▶ **WHAT TO PRODUCE**:
Reproduce the data in its entirety, exactly as supplied.

▶ **DATA RECORDS**:
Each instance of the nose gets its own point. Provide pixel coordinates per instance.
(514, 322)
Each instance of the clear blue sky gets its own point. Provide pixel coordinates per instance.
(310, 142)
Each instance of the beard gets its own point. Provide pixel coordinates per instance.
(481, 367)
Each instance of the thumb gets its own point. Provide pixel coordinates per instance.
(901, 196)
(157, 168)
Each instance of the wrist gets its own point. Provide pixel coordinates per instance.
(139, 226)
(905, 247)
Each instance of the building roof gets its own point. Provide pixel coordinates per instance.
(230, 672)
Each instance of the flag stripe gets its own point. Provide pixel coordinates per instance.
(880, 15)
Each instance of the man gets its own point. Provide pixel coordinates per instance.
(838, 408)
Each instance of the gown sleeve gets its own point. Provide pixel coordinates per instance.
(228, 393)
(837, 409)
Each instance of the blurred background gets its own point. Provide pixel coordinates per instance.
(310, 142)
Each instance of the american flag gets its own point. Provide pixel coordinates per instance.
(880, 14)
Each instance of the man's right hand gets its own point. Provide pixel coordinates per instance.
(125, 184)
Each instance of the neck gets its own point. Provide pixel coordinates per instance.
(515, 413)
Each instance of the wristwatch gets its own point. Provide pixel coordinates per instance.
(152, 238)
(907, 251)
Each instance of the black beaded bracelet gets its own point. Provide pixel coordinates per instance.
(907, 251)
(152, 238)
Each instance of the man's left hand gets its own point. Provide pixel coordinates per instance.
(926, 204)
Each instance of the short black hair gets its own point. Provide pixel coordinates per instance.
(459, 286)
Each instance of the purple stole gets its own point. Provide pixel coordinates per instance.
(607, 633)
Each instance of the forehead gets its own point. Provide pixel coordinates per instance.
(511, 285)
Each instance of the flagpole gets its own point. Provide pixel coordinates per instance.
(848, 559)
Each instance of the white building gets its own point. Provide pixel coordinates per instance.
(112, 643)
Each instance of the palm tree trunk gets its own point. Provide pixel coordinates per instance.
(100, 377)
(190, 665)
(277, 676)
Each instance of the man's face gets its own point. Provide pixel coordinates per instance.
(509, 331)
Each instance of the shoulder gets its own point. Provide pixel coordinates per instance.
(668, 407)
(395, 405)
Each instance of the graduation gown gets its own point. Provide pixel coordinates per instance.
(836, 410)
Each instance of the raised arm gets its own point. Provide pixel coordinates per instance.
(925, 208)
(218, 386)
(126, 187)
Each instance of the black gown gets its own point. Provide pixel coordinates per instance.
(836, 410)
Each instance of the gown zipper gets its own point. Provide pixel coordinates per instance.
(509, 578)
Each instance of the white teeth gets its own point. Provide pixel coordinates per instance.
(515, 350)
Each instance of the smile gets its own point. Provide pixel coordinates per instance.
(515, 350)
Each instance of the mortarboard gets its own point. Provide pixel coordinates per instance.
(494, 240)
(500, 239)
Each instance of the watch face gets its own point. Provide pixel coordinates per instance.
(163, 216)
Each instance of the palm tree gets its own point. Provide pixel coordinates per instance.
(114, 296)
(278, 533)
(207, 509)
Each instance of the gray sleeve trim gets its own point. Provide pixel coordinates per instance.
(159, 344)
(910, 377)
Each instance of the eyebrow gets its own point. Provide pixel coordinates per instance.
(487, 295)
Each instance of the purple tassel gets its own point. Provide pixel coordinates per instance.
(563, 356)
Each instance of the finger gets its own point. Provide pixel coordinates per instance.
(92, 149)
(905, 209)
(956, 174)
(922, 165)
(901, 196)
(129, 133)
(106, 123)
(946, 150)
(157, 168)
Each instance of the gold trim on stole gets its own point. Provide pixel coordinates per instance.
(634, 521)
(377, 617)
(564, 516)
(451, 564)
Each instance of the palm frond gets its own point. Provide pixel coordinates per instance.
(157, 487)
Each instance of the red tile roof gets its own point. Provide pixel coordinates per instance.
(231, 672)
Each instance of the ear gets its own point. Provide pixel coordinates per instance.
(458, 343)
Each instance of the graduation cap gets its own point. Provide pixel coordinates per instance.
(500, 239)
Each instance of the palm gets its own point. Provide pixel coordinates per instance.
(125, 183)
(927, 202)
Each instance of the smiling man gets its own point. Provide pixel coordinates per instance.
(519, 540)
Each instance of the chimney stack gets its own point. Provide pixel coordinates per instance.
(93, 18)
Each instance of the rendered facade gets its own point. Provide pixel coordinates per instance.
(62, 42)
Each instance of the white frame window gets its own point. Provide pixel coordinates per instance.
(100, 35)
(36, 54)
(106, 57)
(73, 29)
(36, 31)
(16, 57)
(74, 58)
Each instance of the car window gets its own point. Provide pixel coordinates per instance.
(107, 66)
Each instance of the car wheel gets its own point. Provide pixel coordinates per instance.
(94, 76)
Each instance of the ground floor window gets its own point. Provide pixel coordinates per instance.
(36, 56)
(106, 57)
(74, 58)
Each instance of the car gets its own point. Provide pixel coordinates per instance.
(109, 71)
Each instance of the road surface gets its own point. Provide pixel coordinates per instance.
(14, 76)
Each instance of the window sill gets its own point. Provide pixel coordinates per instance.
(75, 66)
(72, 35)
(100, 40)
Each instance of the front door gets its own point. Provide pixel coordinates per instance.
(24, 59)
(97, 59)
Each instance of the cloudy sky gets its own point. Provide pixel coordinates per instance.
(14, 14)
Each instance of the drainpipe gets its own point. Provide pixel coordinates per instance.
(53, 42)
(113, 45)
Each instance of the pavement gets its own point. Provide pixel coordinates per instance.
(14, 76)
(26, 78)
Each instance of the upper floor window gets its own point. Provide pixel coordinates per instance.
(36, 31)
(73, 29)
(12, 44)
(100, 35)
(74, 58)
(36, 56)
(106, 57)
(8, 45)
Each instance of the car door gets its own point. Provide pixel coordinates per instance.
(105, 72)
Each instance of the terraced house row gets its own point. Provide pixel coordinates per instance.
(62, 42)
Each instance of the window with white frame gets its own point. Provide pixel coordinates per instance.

▶ **EXPECTED ANSWER**:
Each instance of the nose gets its own point. Provide pixel coordinates per instance.
(514, 322)
Each instance of the clear blue sky gets its own point. Provide pixel coordinates per instance.
(310, 142)
Each instance of the beard gets its own point. Provide pixel coordinates per instance.
(481, 367)
Each instance of the thumb gets its own point. Provide pixel coordinates per instance.
(901, 196)
(157, 168)
Each instance of the wrist gets its own point. Provide pixel coordinates per instance.
(139, 226)
(905, 247)
Each instance of the building roof gets its own point. Provide pixel coordinates per instance.
(230, 672)
Each instance of the flag stripe gets its own point. Provide pixel coordinates per instance.
(880, 15)
Each instance of the man gets its own point. Provide pixel coordinates per instance.
(838, 408)
Each instance of the gown sleeve gets its own point. Provide pixel coordinates per instance.
(228, 393)
(837, 409)
Each instance of the blurred background gets its own point. Provide pixel coordinates per instance.
(310, 142)
Each instance of the american flag gets its own point. Provide pixel coordinates per instance.
(880, 14)
Each instance of the man's right hand gets its own point. Provide pixel coordinates per instance.
(125, 184)
Each instance of the neck gets its own point. Provide pixel coordinates per instance.
(515, 413)
Each instance of the wristwatch gets its own point. Provide pixel coordinates per instance.
(152, 238)
(907, 251)
Each instance of the black beaded bracelet gets its own point. Provide pixel coordinates per instance.
(907, 251)
(152, 238)
Each instance of the man's left hand gets its own point. Provide pixel coordinates per instance.
(926, 204)
Each instance of the short black hair gets its own point. Provide pixel coordinates per instance.
(459, 286)
Each instance of the purple stole gets its own point. Provide pixel coordinates per instance.
(607, 633)
Each instance of the forehead gets its own point. Provide pixel coordinates per instance.
(511, 285)
Each instance of the flagpole gets its own point. Provide pixel coordinates per instance.
(848, 559)
Each instance of the white building gets its own point. Provide pixel coordinates per instance.
(112, 643)
Each instance of the palm tree trunk gets its own point. Provide pixel coordinates per instance.
(100, 377)
(190, 665)
(277, 676)
Each instance of the man's face gets its own point. Provide pixel coordinates per instance.
(509, 331)
Each instance of the shoulder gets its own point. Provide pixel coordinates per instance.
(668, 407)
(395, 405)
Each instance of the graduation gown gets its own point. Provide pixel coordinates per instance.
(836, 410)
Each instance of the raised arm gets its own point. Provide pixel coordinates per instance.
(925, 208)
(218, 386)
(126, 187)
Each instance of the black gown gets its own point. Provide pixel coordinates per instance.
(836, 410)
Each instance of the gown zipper gets its own point. Provide pixel coordinates per instance.
(509, 578)
Each instance of the white teeth gets its own point. Provide pixel coordinates per instance.
(515, 350)
Each instance of the smile gets its own point. Provide pixel coordinates per instance.
(515, 350)
Each instance of the mortarboard gets its own point. Provide pixel coordinates per instance.
(494, 240)
(500, 239)
Each instance of the watch face gets its own point. Provide pixel coordinates per instance.
(163, 216)
Each instance of the palm tree gets its own point. Provide pixel coordinates per instance.
(114, 296)
(278, 533)
(207, 509)
Each instance of the gray sleeve trim gets its own point. Provide pixel coordinates per instance.
(159, 344)
(910, 377)
Each instance of the eyebrow gets its own point. Provide pixel coordinates per instance.
(487, 295)
Each instance of the purple tassel gets its own point. Provide pixel coordinates per instance.
(563, 356)
Each instance of the finger gets its own point. Provide pixel coordinates per instance.
(92, 149)
(905, 209)
(956, 174)
(922, 165)
(901, 196)
(129, 133)
(106, 123)
(946, 150)
(157, 168)
Each instance of the gold trim on stole gets its own point. Provide pixel coordinates per instance.
(634, 521)
(377, 617)
(564, 516)
(451, 564)
Each instance of the palm frond gets its own point. Provide pixel coordinates per instance.
(157, 487)
Each instance of the red tile roof gets its own point. Provide pixel coordinates per instance.
(231, 672)
Each instance of the ear gets its own point. Provide pixel coordinates per instance.
(458, 343)
Each instance of the graduation cap gets its own point. Provide pixel coordinates per instance.
(500, 239)
Each instance of the palm gets its own point. Provide pixel coordinates per instance.
(125, 183)
(927, 202)
Each instance of the smiling man gets its own point. Provide pixel coordinates per instance.
(519, 540)
Each instance of the chimney stack gets its own point. Provide pixel coordinates per instance.
(93, 18)
Each instance of the rendered facade gets its own point. Provide pixel coordinates per instance.
(62, 42)
Each instance of the white frame window gets its own point. Provide pixel coordinates per instance.
(100, 35)
(36, 54)
(106, 57)
(73, 29)
(36, 31)
(16, 57)
(74, 58)
Each instance of the car window gets its own point. Provide pixel coordinates per instance.
(107, 66)
Each instance of the car wheel gets its own point. Provide pixel coordinates per instance.
(94, 76)
Each instance of the ground floor window gets its own point. Provide pixel coordinates per instance.
(36, 56)
(106, 57)
(74, 58)
Each instance of the car gets its own point. Provide pixel coordinates per instance.
(109, 71)
Each instance of the road surface gets its own point. Provide pixel coordinates per instance.
(14, 76)
Each instance of the window sill gets its own point. Provide pixel coordinates per instance.
(75, 66)
(72, 35)
(100, 40)
Each instance of the front door gets its own point. Provide pixel coordinates per instance.
(24, 59)
(97, 59)
Each instance of the cloudy sky gets its own point. Provide pixel coordinates per instance.
(14, 14)
Each instance of the drainpipe gets its own point. Provide pixel coordinates per instance.
(53, 42)
(113, 45)
Each instance of the pavement gets its own point. Provide pixel coordinates per instance.
(14, 76)
(26, 78)
Each instance of the upper floor window gets its own point. Provide pixel coordinates per instance.
(36, 31)
(73, 29)
(12, 44)
(100, 35)
(74, 58)
(36, 56)
(106, 57)
(8, 45)
Each instance of the car door gets its own point. Provide pixel coordinates per instance.
(105, 72)
Each instance of the terraced house row gets its own point. Provide pixel coordinates per instance.
(62, 42)
Each instance of the window with white frame gets its own point. Provide pixel coordinates per instance.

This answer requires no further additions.